Weights Only Quantization (INT4)

In this exercise, we will use the previously created workbench (Section 2) to investigate how LLMs weights can be quantized to INT4 for memory savings and inference acceleration. This quantization method is particularly useful for:

Reducing model size
Maintaining low latency in workloads with low queries per second (QPS)

🚨 The time for the workshop is limited. Therefore, please do only one of the INT versions (either INT4 or INT8) and then FP8, which is fast as it does not need calibration data. You may choose to skip this section or section 3.2.

Quantization Process

The quantization process involves the following steps:

Load the Model: Load the pre-trained LLM model.
Prepare Calibration Dataset: Prepare a dataset for calibration.
Quantize the Model: Convert the model weights to INT4 format.
- Using GPTQ
Evaluate the Model: Evaluate the quantized model’s accuracy.

» List of tasks:
1) Translate this sentence from the text on INT4 quantization into Spanish: "You may choose to skip this section or section 3.2."
2) Write the next part of the text on INT4 quantization, starting after its last line.

» Raw data:
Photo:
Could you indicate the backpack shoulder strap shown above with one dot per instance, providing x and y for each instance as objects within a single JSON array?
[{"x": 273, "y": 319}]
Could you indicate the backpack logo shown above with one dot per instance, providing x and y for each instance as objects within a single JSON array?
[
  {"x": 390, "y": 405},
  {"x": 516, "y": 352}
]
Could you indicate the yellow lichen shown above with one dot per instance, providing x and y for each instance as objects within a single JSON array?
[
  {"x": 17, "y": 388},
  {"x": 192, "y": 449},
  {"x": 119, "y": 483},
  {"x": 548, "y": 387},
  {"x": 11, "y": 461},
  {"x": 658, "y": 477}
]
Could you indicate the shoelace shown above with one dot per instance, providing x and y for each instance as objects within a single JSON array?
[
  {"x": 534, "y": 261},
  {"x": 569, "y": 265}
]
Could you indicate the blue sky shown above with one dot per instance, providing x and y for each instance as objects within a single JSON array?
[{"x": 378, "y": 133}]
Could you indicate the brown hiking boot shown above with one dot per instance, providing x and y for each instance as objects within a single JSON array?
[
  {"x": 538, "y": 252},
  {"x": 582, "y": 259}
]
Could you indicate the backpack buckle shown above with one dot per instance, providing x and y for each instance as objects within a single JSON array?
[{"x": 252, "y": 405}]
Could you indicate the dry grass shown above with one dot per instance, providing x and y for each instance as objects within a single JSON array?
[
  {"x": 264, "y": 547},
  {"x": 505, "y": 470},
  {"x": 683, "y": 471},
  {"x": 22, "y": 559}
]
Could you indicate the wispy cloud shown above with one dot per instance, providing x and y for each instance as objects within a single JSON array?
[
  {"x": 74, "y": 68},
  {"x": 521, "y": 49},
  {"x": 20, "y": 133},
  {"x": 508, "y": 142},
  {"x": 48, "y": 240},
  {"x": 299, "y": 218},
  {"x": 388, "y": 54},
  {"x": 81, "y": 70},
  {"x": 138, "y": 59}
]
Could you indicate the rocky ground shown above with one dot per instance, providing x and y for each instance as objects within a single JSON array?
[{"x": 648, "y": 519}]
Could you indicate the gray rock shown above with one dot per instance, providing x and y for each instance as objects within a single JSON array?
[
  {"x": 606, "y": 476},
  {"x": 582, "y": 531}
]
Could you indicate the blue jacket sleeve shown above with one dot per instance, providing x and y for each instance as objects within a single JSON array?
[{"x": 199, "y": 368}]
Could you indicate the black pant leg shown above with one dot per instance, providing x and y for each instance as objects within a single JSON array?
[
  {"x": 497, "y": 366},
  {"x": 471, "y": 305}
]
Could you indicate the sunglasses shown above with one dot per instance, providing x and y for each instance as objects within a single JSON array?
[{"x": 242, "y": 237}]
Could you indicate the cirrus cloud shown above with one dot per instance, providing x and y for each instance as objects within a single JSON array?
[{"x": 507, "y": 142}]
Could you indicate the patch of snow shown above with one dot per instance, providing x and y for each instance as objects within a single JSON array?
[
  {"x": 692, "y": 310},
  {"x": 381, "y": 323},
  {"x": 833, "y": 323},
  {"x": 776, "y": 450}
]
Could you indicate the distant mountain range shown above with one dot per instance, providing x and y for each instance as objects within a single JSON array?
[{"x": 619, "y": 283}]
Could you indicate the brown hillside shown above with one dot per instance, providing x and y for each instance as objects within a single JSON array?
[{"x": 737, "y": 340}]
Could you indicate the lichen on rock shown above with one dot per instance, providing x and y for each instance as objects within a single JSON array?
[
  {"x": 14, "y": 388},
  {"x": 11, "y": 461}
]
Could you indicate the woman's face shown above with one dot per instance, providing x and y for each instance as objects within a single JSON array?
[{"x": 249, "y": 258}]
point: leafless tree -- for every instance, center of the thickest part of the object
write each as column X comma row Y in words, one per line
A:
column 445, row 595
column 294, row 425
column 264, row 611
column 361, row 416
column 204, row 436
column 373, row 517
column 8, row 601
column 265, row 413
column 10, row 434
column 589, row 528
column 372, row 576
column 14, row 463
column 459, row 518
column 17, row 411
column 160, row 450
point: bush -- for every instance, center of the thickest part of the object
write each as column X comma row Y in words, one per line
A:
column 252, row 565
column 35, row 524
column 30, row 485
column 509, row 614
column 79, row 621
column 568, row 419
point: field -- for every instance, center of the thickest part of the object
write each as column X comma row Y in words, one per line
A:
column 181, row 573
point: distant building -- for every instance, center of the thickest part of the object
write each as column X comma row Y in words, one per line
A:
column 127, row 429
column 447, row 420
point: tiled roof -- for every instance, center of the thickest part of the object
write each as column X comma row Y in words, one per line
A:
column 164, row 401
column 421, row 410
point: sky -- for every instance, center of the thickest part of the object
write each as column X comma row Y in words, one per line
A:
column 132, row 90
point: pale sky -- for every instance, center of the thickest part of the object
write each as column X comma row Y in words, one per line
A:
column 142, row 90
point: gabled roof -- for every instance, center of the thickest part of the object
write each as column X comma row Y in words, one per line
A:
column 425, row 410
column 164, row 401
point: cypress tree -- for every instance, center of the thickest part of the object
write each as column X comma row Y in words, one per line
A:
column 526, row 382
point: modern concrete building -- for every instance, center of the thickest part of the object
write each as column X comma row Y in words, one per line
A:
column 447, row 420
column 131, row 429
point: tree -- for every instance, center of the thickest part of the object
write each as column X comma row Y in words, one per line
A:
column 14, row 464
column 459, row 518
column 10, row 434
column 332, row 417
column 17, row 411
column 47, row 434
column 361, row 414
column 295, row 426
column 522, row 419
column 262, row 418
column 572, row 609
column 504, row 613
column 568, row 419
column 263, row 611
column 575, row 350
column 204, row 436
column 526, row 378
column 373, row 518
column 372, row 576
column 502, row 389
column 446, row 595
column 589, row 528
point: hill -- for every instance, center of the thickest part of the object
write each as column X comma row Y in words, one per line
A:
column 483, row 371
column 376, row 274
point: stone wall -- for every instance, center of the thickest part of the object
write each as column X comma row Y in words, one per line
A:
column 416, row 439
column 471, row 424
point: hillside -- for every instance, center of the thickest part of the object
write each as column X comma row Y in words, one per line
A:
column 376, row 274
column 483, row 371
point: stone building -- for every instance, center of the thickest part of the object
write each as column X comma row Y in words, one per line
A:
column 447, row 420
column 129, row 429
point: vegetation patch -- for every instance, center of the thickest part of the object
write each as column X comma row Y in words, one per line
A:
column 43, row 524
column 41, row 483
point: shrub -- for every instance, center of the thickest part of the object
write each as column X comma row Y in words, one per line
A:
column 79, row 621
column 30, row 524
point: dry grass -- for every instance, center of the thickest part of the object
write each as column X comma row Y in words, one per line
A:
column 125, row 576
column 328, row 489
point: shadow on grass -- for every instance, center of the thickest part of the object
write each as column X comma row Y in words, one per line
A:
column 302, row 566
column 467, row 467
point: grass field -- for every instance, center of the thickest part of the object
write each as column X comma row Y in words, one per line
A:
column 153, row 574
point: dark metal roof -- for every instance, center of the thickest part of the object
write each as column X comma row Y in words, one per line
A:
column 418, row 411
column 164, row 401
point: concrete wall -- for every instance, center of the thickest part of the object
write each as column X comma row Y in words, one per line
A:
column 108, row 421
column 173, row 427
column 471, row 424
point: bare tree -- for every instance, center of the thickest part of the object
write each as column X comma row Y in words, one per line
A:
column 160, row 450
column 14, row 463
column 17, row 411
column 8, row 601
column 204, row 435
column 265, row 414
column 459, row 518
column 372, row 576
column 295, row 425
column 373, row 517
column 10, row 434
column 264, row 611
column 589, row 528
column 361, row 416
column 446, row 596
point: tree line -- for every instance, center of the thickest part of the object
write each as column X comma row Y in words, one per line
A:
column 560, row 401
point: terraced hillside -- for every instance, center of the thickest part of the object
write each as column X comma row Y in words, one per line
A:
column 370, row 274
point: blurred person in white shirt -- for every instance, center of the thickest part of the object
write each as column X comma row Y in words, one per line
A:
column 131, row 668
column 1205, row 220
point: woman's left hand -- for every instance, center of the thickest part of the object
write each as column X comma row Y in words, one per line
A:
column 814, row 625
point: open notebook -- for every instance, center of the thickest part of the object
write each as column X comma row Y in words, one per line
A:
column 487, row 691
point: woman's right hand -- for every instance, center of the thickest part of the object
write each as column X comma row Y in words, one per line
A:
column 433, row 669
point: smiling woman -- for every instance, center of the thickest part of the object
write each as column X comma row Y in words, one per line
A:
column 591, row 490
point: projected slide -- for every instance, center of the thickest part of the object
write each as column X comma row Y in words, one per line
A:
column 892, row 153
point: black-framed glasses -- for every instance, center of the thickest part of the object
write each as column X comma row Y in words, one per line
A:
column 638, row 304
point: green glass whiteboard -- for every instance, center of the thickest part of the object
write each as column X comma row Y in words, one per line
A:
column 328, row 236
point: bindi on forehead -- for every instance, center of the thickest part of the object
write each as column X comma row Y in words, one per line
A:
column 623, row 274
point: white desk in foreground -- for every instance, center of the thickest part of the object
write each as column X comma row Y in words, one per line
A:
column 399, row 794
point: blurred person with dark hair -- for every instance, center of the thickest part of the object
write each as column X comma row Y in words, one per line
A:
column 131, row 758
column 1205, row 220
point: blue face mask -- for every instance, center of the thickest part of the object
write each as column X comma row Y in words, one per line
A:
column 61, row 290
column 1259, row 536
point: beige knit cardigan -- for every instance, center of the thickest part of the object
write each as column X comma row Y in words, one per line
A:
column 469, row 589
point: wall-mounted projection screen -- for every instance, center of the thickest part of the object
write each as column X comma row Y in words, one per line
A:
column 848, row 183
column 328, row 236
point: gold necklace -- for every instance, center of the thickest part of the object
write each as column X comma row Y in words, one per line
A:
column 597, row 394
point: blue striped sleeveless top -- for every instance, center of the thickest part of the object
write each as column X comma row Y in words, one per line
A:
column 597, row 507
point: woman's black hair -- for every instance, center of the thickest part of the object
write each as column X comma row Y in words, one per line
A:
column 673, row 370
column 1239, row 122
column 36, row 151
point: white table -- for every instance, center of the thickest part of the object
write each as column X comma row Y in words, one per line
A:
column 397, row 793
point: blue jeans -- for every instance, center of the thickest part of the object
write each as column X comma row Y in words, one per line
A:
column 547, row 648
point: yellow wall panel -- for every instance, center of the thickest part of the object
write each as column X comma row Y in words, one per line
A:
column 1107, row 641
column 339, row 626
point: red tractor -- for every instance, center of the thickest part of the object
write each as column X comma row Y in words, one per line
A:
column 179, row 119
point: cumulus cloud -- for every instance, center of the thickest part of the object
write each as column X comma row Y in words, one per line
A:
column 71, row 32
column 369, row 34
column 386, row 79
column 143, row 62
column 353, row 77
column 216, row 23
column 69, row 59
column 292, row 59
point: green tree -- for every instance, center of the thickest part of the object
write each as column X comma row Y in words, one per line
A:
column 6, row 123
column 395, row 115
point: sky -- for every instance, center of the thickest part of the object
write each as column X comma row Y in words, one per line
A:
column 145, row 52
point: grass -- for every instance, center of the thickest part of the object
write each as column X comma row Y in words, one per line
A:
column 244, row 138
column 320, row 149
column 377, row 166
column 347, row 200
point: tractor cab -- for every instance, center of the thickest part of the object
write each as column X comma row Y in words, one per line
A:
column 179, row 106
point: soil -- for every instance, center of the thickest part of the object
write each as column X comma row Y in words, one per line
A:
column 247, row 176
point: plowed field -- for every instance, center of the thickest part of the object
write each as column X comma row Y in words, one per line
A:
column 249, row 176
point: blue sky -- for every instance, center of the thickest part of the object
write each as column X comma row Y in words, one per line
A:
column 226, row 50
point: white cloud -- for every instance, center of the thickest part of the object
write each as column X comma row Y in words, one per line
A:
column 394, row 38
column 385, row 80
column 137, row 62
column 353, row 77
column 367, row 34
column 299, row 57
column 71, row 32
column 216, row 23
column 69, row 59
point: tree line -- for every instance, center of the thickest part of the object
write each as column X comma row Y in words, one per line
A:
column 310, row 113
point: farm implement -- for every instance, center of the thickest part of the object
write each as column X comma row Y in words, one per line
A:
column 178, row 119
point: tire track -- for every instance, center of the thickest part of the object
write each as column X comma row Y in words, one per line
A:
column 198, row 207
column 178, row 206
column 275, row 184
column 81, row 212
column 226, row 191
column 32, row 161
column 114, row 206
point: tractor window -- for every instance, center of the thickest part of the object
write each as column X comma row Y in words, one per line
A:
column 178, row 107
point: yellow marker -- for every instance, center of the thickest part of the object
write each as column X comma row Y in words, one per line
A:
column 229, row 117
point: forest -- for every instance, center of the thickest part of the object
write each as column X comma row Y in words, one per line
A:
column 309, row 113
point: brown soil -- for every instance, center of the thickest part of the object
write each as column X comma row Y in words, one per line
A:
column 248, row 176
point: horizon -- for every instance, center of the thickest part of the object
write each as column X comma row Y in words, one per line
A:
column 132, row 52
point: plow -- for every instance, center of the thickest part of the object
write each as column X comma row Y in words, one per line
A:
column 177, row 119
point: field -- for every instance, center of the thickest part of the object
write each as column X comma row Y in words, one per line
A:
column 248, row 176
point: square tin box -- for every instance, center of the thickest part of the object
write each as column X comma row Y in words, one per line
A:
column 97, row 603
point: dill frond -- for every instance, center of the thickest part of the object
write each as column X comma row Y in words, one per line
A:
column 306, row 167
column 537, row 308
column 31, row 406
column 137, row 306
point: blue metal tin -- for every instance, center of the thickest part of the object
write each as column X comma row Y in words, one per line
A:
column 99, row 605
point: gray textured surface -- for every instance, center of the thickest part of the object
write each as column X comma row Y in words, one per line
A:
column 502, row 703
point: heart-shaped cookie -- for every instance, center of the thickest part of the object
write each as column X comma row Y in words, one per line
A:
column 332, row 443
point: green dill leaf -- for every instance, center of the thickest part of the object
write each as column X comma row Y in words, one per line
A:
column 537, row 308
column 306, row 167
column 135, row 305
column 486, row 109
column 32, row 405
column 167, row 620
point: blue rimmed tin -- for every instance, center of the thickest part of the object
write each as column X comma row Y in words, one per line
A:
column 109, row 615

» Task-by-task outputs:
1) Puede optar por omitir esta sección o la sección 3.2.

2)
🚨 After quantizing the model, the GPU memory may not be freed. You need to restart the kernel before evaluating the model to ensure you have enough GPU RAM available.

Exercise: Quantize the Model with llm-compressor

Go to the workbench created in the previous section (Section 2). From the neural-magic-workshop/lab-materials/03 folder, please open the notebook called weight_only_quantization.ipynb and follow the instructions.

When done, you can close the notebook and head to the next page.

🚨 Once you complete all the quantization exercises and you no longer need the workbench, ensure you stop it so that the associated GPU gets freed and can be utilized to serve the model.